» **目標**: 「Target: tree on cliff top」を含む行から始めて、データの最後の行まで、両端の行も含めて一字一句変えずに抜き出すこと。

» **データ抜粋**:

____________

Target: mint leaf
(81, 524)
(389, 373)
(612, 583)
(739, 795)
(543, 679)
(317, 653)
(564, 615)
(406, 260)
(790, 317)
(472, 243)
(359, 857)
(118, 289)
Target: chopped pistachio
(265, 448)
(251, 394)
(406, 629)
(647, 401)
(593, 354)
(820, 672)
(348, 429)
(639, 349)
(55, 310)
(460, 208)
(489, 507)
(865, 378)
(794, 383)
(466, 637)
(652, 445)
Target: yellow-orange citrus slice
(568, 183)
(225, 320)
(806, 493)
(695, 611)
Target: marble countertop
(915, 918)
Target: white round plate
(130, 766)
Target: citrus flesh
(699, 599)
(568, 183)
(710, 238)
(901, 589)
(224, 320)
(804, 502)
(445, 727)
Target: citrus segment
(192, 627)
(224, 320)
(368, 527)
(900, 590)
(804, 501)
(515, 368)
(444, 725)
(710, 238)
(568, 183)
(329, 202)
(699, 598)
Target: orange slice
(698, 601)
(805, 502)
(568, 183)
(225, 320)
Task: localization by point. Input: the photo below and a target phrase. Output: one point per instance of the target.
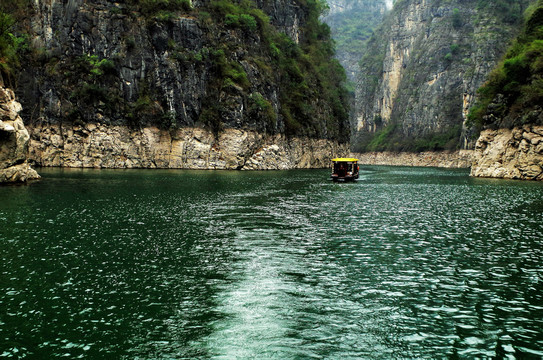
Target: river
(406, 263)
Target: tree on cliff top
(515, 88)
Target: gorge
(227, 85)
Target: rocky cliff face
(214, 64)
(352, 22)
(423, 68)
(510, 153)
(13, 141)
(117, 146)
(139, 78)
(508, 109)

____________

» **作業結果**:
Target: tree on cliff top
(515, 88)
Target: gorge
(227, 85)
Target: rocky cliff face
(214, 64)
(352, 22)
(423, 68)
(510, 153)
(13, 141)
(117, 146)
(139, 78)
(508, 109)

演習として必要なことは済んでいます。